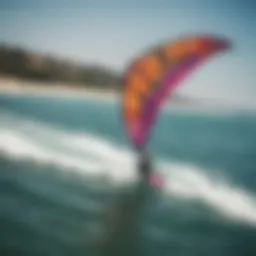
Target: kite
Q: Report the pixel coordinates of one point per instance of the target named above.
(153, 76)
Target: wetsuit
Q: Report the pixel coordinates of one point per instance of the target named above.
(122, 238)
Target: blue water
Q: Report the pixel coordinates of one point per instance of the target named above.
(61, 157)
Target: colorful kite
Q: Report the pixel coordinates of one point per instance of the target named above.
(153, 76)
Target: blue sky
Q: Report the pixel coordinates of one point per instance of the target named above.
(112, 32)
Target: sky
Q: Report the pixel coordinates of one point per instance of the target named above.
(112, 32)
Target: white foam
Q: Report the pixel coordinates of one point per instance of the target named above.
(88, 154)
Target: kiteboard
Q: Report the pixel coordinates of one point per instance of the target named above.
(149, 80)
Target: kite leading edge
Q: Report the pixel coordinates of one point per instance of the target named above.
(154, 75)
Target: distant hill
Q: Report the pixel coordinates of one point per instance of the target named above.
(21, 63)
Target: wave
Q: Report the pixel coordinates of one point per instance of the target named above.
(88, 154)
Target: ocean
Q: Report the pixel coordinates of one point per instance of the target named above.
(63, 160)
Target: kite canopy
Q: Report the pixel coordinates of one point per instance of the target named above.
(154, 75)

■ What this task involves
Could you give all the records again, exactly, minus the pictures?

■ Answer section
Target: kite
Q: Report the pixel coordinates of one point per instance of the target named above.
(153, 76)
Target: wetsuit
Q: Report the pixel coordinates of one point per instance of the target named above.
(122, 238)
Target: blue water
Q: Report the pixel coordinates of one point per instance of the target named above.
(61, 157)
Target: colorful kite
Q: Report the pixel coordinates of one point per instance of the target named above.
(153, 76)
Target: blue sky
Q: Report the pixel coordinates of one point per instance of the target named above.
(112, 32)
Target: sky
Q: Report the pixel coordinates of one point per instance of the target named above.
(112, 32)
Target: white foam
Q: Report the pixel coordinates of one point per instance of the target named above.
(88, 154)
Target: kiteboard
Q: Report the pixel coordinates of one point per instance of the target named above.
(149, 80)
Target: kite leading edge
Q: Report the pixel coordinates of one point per instance of the target named above.
(154, 75)
Target: distant hill
Q: Report the pixel coordinates of one point per instance of the target named above.
(21, 63)
Target: wave
Q: Report the pixel coordinates of one point per instance of the target named above.
(88, 154)
Target: ocean
Q: Report the pixel coordinates of one point per instance of the target named above.
(63, 160)
Target: kite canopy
Q: Report the pixel coordinates of one point per instance of the target named above.
(154, 75)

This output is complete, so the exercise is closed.